[What this task involves] Copy the material below word for word, beginning with its very first line and stopping after the line that contains "[[333, 172, 340, 183]]", with both ends included. Leave the pictures out of your copy.

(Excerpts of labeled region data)
------
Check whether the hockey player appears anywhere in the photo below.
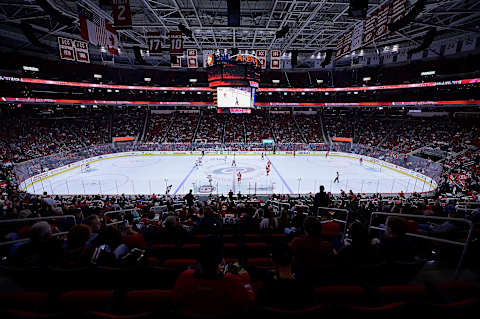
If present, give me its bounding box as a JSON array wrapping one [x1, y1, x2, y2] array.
[[333, 172, 340, 183]]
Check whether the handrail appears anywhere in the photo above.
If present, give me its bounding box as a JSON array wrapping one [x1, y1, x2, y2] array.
[[368, 212, 474, 279], [103, 208, 138, 226], [317, 207, 350, 234], [0, 215, 77, 225], [0, 232, 68, 246]]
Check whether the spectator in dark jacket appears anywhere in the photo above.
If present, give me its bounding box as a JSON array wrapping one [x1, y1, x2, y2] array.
[[380, 216, 416, 262], [257, 243, 314, 309]]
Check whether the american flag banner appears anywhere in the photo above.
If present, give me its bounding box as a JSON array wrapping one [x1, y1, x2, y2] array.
[[79, 7, 120, 55], [390, 0, 407, 23], [363, 11, 377, 45], [350, 21, 363, 51], [375, 2, 390, 39]]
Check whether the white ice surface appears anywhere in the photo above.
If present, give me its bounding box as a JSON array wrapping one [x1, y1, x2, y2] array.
[[24, 155, 432, 194]]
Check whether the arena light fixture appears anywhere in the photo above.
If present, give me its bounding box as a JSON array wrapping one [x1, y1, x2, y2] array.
[[420, 71, 435, 76], [23, 65, 40, 72]]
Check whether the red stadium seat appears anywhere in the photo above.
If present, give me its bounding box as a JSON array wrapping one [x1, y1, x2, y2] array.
[[162, 259, 197, 269], [123, 290, 173, 313], [59, 290, 113, 313], [315, 285, 368, 306]]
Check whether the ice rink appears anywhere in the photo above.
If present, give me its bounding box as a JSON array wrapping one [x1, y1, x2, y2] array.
[[23, 154, 433, 195]]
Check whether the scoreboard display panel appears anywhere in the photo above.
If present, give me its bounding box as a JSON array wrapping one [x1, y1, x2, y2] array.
[[217, 87, 255, 108]]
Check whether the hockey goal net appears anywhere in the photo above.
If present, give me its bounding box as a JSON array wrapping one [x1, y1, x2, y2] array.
[[80, 163, 90, 173]]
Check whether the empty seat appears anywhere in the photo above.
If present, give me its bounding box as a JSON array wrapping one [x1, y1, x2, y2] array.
[[59, 290, 113, 314], [123, 289, 173, 313], [315, 285, 368, 306]]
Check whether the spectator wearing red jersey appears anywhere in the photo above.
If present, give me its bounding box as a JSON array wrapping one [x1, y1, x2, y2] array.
[[173, 236, 255, 317]]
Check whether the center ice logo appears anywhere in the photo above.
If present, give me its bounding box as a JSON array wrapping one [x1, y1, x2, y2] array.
[[212, 167, 255, 175]]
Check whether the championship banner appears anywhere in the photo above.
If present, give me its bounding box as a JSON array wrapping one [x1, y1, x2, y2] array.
[[255, 50, 267, 69], [443, 40, 458, 55], [390, 0, 407, 23], [397, 50, 408, 63], [112, 0, 132, 30], [145, 32, 162, 56], [58, 37, 75, 61], [375, 2, 390, 39], [351, 21, 363, 51], [73, 40, 90, 63], [363, 11, 377, 45], [342, 30, 353, 56], [169, 31, 183, 54], [186, 49, 198, 68], [170, 54, 182, 68], [270, 50, 280, 70], [335, 34, 344, 59], [202, 50, 213, 68]]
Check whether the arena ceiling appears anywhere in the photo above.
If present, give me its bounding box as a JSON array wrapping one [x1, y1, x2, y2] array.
[[0, 0, 480, 65]]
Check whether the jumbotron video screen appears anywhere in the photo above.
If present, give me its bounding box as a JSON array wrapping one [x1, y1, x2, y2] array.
[[217, 87, 255, 108]]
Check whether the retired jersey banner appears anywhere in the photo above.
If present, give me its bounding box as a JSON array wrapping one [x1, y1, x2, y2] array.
[[170, 55, 182, 68], [169, 31, 183, 54], [335, 34, 344, 59], [255, 50, 267, 69], [202, 50, 213, 68], [375, 2, 390, 39], [186, 49, 198, 68], [342, 30, 353, 56], [146, 32, 162, 56], [350, 21, 363, 51], [390, 0, 407, 23], [58, 37, 75, 61], [270, 50, 281, 70], [73, 40, 90, 63], [363, 11, 377, 45], [112, 0, 132, 30], [270, 59, 280, 70]]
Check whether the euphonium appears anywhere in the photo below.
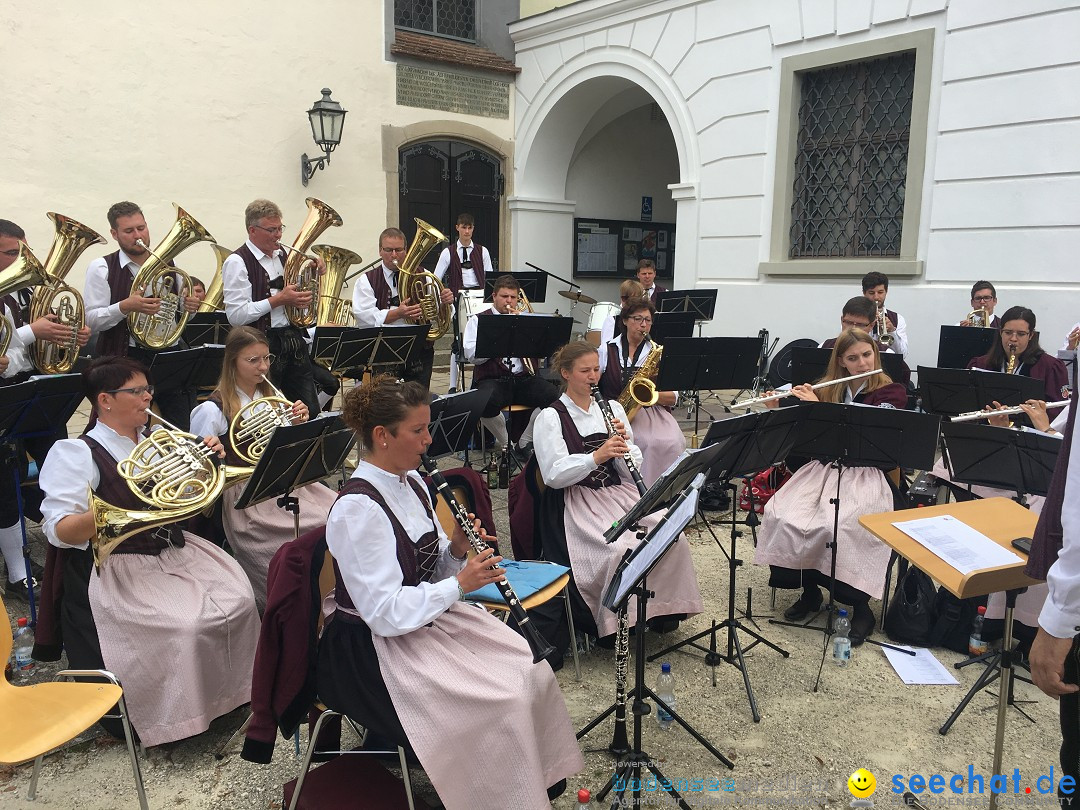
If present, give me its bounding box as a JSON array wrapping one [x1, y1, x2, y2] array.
[[282, 197, 341, 329], [397, 217, 453, 340], [90, 411, 254, 573], [127, 203, 214, 349], [30, 212, 105, 374], [619, 343, 664, 420], [311, 245, 364, 326]]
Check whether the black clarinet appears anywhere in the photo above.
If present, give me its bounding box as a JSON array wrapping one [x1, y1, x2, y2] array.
[[420, 456, 555, 664], [593, 386, 648, 495]]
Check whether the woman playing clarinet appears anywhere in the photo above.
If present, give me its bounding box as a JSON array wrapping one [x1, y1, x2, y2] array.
[[319, 375, 583, 810]]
------
[Solution to the problem]
Check whether the hockey player appears anywhere in the photo below.
If present, give me its bounding box as a JSON array wrapping one [x1, y1, x2, y2] array.
[[333, 172, 340, 183]]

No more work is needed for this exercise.